▸ **DESCRIPTION OF THE TASK**
From the first entry to the last, copy each one exactly.

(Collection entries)

****************

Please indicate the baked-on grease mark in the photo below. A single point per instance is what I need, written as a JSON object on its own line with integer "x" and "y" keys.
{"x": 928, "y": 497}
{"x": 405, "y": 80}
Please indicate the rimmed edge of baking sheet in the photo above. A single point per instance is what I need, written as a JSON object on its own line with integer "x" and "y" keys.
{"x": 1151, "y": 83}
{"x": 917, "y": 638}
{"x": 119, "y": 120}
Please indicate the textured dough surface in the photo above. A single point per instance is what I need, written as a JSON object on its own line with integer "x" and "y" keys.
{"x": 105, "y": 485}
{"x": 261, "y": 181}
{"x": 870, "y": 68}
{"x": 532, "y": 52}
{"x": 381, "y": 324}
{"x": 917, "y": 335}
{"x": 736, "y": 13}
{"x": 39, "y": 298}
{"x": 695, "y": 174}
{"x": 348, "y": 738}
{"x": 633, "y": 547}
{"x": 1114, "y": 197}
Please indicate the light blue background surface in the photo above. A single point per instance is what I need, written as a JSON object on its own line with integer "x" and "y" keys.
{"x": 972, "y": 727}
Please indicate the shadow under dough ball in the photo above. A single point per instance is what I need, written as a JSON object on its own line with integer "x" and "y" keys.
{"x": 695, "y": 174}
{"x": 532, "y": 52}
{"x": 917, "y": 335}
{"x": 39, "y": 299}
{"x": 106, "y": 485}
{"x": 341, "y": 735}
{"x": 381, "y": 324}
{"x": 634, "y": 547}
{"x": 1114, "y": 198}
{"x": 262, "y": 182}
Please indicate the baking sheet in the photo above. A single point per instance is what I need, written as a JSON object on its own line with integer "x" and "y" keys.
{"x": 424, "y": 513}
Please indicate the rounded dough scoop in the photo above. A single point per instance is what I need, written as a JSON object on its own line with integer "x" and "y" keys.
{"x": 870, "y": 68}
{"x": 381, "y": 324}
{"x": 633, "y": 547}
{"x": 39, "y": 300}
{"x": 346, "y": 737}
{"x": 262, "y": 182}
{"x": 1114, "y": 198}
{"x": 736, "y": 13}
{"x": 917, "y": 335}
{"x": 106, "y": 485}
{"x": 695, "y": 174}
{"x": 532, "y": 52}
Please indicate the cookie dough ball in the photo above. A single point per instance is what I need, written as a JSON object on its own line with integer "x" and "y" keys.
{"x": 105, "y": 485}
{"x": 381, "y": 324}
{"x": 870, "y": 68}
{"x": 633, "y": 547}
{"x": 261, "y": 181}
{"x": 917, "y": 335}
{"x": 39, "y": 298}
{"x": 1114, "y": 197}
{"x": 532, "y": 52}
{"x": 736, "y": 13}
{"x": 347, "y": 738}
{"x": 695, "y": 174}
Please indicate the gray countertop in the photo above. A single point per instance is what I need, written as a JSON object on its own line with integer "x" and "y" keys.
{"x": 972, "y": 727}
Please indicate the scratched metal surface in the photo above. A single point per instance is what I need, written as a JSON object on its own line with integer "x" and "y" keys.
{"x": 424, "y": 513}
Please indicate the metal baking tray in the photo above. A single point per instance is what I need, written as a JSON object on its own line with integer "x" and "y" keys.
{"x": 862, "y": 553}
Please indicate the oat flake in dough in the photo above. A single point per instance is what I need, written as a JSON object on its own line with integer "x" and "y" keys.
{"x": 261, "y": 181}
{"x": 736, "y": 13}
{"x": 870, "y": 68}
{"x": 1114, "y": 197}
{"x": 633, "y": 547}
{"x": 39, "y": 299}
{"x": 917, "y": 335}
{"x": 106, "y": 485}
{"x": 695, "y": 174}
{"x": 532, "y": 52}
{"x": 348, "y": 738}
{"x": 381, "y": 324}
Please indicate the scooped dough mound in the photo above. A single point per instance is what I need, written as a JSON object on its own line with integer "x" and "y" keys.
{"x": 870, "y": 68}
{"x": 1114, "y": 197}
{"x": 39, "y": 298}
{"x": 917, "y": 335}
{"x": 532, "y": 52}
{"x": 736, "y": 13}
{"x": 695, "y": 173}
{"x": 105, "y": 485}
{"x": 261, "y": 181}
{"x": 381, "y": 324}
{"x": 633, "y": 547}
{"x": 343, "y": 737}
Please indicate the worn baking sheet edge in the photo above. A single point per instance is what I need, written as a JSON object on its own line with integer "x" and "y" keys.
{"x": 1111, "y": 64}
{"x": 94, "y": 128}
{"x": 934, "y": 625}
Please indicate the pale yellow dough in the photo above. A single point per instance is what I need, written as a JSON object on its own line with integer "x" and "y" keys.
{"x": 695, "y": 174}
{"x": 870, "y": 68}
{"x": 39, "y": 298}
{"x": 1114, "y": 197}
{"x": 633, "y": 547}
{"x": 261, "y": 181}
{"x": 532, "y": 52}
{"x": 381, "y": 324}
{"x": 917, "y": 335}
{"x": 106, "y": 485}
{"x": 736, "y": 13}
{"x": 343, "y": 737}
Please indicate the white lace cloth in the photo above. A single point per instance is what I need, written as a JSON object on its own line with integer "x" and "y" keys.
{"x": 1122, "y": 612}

****************

▸ **RESPONSE AREA**
Please indicate the baked-on grease mark in the photo below. A single point per instance is what I need, written as a JSON object on its own line with integer "x" and "y" keys.
{"x": 928, "y": 497}
{"x": 405, "y": 80}
Please indicate the rimmed edge of baking sheet in the photo above. A single point per instance is what I need, written as a JSON object on its own line with integer "x" and "y" keys.
{"x": 1151, "y": 83}
{"x": 917, "y": 638}
{"x": 119, "y": 120}
Please indicate the textured dough surface in the photo above. A single point per instance is what I need, written as a JSON object on its own line with integer "x" and "y" keys.
{"x": 105, "y": 485}
{"x": 261, "y": 181}
{"x": 870, "y": 68}
{"x": 532, "y": 52}
{"x": 381, "y": 324}
{"x": 917, "y": 335}
{"x": 736, "y": 13}
{"x": 39, "y": 298}
{"x": 695, "y": 174}
{"x": 348, "y": 738}
{"x": 633, "y": 547}
{"x": 1114, "y": 197}
Please indicate the light blue background surface in the photo above. A single point per instance is what I need, written as a JSON object on its own line with integer "x" and "y" keys.
{"x": 972, "y": 727}
Please indicate the shadow under dough ball in the photo above. A single point per instance is what I need, written as a JSON object on its own line with integer "x" and "y" keys.
{"x": 695, "y": 174}
{"x": 532, "y": 52}
{"x": 917, "y": 335}
{"x": 39, "y": 299}
{"x": 106, "y": 485}
{"x": 341, "y": 735}
{"x": 381, "y": 324}
{"x": 634, "y": 547}
{"x": 1114, "y": 198}
{"x": 262, "y": 182}
Please indicate the baking sheet in the photo above. A single point per instance is what I need, written as a JSON object on its own line with integer "x" and "y" keys.
{"x": 424, "y": 513}
Please indicate the rounded dough scoop in the photo above. A single point per instance is what I need, written as a JSON object on its own line with integer "x" and "y" keys.
{"x": 870, "y": 68}
{"x": 381, "y": 324}
{"x": 633, "y": 547}
{"x": 39, "y": 300}
{"x": 346, "y": 737}
{"x": 262, "y": 182}
{"x": 1114, "y": 198}
{"x": 736, "y": 13}
{"x": 917, "y": 335}
{"x": 106, "y": 485}
{"x": 695, "y": 174}
{"x": 532, "y": 52}
Please indicate the cookie dough ball in the photo above. A single point per instance is what I need, written as a JSON object on its own line with integer "x" and "y" keys.
{"x": 105, "y": 485}
{"x": 381, "y": 324}
{"x": 870, "y": 68}
{"x": 633, "y": 547}
{"x": 261, "y": 181}
{"x": 917, "y": 335}
{"x": 39, "y": 298}
{"x": 1114, "y": 197}
{"x": 532, "y": 52}
{"x": 736, "y": 13}
{"x": 347, "y": 738}
{"x": 695, "y": 174}
Please indicate the gray countertop in the photo above. A single point per instance is what I need, written as a JSON object on its own line with integer "x" and "y" keys.
{"x": 972, "y": 727}
Please indicate the scratched metal surface in the photo above. A single point per instance is what I need, written as a JSON object on its own line with integer "x" and "y" keys.
{"x": 424, "y": 513}
Please indicate the metal baking tray in the photo above. A single point per instance is what I need, written as a JSON object on its own line with integer "x" and "y" keys.
{"x": 862, "y": 553}
Please indicate the oat flake in dough in the photo above. A single point per instance is what I need, written as a JSON object on its own line with integer "x" and "y" keys.
{"x": 261, "y": 181}
{"x": 736, "y": 13}
{"x": 870, "y": 68}
{"x": 1114, "y": 197}
{"x": 633, "y": 547}
{"x": 39, "y": 299}
{"x": 917, "y": 335}
{"x": 106, "y": 485}
{"x": 695, "y": 174}
{"x": 532, "y": 52}
{"x": 348, "y": 738}
{"x": 381, "y": 324}
Please indicate the scooped dough mound in the photo above. A single point per instance is what I need, written as a JSON object on its own line with integer "x" and "y" keys.
{"x": 870, "y": 68}
{"x": 1114, "y": 197}
{"x": 39, "y": 298}
{"x": 917, "y": 335}
{"x": 532, "y": 52}
{"x": 736, "y": 13}
{"x": 695, "y": 173}
{"x": 105, "y": 485}
{"x": 261, "y": 181}
{"x": 381, "y": 324}
{"x": 633, "y": 547}
{"x": 343, "y": 737}
Please indicate the worn baking sheet edge in the photo above. A single point per instance is what I need, written as a JSON object on its own line with integer "x" and "y" keys.
{"x": 1111, "y": 64}
{"x": 94, "y": 128}
{"x": 934, "y": 625}
Please indicate the pale yellow dough in the photo above. A single point per instance is what I need, written as a JSON object on its own line with integer "x" and "y" keys.
{"x": 695, "y": 174}
{"x": 870, "y": 68}
{"x": 39, "y": 298}
{"x": 1114, "y": 197}
{"x": 633, "y": 547}
{"x": 261, "y": 181}
{"x": 532, "y": 52}
{"x": 381, "y": 324}
{"x": 917, "y": 335}
{"x": 106, "y": 485}
{"x": 736, "y": 13}
{"x": 343, "y": 737}
Please indicate the white lace cloth in the photo above. A single point per instance is what I need, written as a JSON object on its own line with integer "x" and "y" keys.
{"x": 1122, "y": 612}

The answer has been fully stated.